Please print every line from the one containing "of the blue" through the last line of the records below, exactly as written and nothing more.

▶ Records for processing
····················
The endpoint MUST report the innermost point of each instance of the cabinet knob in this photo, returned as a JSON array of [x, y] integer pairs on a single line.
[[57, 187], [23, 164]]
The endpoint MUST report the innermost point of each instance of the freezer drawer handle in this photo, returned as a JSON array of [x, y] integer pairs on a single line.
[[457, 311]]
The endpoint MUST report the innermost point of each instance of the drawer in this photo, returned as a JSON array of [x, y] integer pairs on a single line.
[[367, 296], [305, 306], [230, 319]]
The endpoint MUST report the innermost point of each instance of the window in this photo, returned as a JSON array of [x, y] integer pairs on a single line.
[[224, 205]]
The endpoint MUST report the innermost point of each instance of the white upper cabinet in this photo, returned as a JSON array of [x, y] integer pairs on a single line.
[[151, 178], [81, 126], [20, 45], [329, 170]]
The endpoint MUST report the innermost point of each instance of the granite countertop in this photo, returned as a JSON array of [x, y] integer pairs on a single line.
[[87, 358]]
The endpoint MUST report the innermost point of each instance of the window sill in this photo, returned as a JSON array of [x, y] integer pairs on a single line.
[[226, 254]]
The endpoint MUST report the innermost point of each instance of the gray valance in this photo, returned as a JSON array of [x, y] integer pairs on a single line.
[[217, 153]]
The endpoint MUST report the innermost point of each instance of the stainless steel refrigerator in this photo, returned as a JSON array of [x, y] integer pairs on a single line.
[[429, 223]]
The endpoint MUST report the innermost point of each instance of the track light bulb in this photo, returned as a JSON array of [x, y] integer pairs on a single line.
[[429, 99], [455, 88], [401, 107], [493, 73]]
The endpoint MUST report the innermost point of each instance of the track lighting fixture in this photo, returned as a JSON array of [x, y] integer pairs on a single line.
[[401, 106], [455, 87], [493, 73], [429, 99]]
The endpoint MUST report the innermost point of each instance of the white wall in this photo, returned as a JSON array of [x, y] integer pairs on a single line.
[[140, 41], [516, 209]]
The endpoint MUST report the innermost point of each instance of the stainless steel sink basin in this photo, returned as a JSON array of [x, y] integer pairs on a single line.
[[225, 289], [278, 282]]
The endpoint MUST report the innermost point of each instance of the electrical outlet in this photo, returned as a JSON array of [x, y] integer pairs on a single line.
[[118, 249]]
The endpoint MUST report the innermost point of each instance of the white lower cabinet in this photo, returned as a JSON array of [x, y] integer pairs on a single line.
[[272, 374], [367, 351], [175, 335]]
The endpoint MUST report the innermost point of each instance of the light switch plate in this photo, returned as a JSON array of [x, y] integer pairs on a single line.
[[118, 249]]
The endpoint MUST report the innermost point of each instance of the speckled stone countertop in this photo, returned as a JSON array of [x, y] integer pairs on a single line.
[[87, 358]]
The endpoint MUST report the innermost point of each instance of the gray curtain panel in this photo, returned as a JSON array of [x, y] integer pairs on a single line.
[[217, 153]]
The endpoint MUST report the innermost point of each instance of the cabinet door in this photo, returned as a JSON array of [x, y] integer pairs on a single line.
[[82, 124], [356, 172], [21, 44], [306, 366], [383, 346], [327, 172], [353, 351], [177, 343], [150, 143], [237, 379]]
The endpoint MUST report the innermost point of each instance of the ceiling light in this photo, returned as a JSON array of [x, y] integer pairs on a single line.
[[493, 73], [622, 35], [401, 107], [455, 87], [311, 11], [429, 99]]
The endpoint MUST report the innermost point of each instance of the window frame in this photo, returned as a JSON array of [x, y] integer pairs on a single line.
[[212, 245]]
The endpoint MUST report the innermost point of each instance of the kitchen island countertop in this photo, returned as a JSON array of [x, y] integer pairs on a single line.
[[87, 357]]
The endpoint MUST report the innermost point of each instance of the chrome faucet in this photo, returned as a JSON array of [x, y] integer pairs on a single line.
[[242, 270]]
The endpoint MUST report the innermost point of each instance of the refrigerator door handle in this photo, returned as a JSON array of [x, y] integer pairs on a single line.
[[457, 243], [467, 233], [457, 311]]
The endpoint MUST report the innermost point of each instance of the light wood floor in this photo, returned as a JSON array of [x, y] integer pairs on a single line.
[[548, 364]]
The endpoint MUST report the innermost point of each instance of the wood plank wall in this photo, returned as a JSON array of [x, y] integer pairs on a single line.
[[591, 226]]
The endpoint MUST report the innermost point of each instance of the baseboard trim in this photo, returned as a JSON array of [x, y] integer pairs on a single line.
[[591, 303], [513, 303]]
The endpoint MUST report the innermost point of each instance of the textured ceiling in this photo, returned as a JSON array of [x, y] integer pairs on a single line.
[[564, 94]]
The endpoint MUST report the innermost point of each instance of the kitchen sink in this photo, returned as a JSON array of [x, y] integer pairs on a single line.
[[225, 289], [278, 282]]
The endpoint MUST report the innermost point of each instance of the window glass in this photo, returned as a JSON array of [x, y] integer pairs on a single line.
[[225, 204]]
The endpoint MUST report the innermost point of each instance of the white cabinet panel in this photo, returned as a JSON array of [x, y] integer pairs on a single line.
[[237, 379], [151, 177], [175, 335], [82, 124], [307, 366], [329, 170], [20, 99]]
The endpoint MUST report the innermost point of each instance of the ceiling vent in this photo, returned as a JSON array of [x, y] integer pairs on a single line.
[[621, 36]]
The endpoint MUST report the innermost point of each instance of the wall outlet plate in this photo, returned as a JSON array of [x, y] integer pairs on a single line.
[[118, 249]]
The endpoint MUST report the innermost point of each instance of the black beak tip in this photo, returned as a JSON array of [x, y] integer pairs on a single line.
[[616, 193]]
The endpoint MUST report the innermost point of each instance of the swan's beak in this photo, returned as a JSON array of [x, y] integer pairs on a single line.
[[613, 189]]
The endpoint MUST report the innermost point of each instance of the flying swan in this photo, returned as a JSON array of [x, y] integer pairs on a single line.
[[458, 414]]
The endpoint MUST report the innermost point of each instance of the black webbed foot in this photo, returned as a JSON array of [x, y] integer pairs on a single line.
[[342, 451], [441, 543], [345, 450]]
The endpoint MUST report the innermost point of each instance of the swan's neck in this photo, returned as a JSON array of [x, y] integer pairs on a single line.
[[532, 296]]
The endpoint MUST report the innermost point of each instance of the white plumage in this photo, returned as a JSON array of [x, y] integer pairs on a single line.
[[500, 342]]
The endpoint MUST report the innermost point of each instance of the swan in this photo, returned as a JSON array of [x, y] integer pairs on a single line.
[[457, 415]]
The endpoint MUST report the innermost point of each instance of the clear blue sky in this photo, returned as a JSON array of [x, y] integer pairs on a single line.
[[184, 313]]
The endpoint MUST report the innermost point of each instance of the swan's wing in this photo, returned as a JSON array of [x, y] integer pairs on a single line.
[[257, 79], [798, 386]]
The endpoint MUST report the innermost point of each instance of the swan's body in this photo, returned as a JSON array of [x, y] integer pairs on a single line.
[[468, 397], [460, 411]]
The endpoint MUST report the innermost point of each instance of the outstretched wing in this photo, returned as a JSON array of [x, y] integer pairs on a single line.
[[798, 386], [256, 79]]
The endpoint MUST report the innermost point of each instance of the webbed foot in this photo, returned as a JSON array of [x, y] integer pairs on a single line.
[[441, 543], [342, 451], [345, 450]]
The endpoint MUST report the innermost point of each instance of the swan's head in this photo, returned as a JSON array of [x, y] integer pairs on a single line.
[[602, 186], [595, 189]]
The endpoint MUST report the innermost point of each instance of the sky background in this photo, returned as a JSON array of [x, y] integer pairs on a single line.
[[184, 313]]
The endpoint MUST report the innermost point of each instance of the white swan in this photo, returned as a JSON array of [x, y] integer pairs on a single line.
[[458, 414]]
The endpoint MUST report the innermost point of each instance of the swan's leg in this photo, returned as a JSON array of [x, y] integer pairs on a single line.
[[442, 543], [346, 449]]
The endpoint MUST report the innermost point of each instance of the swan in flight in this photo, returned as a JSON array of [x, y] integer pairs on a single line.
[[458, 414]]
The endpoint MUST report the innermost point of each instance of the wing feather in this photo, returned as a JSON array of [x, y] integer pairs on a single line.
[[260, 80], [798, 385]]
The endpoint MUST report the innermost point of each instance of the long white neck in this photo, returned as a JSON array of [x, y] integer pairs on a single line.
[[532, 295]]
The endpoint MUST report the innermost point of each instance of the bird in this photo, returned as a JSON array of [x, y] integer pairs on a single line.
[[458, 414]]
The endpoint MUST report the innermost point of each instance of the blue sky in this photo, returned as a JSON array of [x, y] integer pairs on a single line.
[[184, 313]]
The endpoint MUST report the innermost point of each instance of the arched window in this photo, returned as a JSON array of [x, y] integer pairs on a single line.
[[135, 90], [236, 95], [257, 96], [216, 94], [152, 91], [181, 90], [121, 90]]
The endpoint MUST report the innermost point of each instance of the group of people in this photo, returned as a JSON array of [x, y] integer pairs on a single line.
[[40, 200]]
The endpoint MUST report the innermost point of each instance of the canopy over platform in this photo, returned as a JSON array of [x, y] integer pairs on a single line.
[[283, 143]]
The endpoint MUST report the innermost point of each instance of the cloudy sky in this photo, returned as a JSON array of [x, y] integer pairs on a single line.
····················
▶ Solution for this task
The endpoint MUST report the innermost point of each instance of the blue sky in this photo, returned as a JSON array of [x, y] integer pairs on a single line.
[[184, 313]]
The endpoint MUST report the innermost point of each instance of the arched window in this photo, returned as a JSON array of [x, y] integer pairs on a single line.
[[135, 90], [236, 95], [257, 96], [216, 94], [152, 91], [181, 90], [121, 90]]
The endpoint MUST report the innermost point of each instance of the group of people in this photo, returned as a JSON array of [x, y] integer pairs on a single line.
[[40, 200]]
The endpoint MUST report the innermost point of each instance of the canopy over platform in this photo, returned as a JSON array of [x, y] integer pairs on a single line.
[[283, 143]]
The endpoint MUST report the innermost point of each instance of the cloudy sky in this photo, returned as a JSON array of [x, y] integer pairs on a single line.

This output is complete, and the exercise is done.